**Prompt**
Start with the line containing "of the white" and write out each line through the end of the listing, exactly as given.

**The records**
◆ ◆ ◆ ◆ ◆
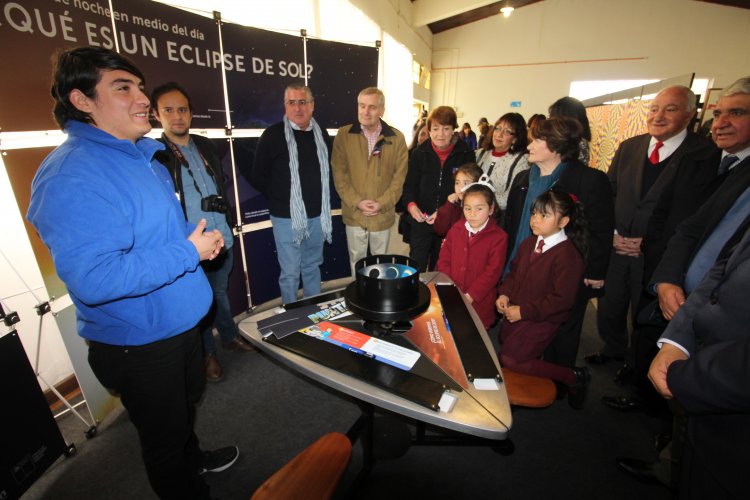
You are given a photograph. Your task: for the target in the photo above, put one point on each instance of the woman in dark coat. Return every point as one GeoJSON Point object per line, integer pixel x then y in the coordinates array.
{"type": "Point", "coordinates": [429, 181]}
{"type": "Point", "coordinates": [555, 146]}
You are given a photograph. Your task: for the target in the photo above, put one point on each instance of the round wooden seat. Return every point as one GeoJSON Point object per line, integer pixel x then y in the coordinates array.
{"type": "Point", "coordinates": [313, 474]}
{"type": "Point", "coordinates": [528, 390]}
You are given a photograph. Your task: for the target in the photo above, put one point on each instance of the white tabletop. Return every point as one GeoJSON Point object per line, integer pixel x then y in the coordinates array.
{"type": "Point", "coordinates": [481, 413]}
◆ ◆ ◆ ◆ ◆
**Answer for the task**
You are given a photograph. Your task: for the target in the photo above, put one point on each instance of the white tabletop. Return every point as one GeoJSON Point object per line, integer pixel x then y in the coordinates array.
{"type": "Point", "coordinates": [481, 413]}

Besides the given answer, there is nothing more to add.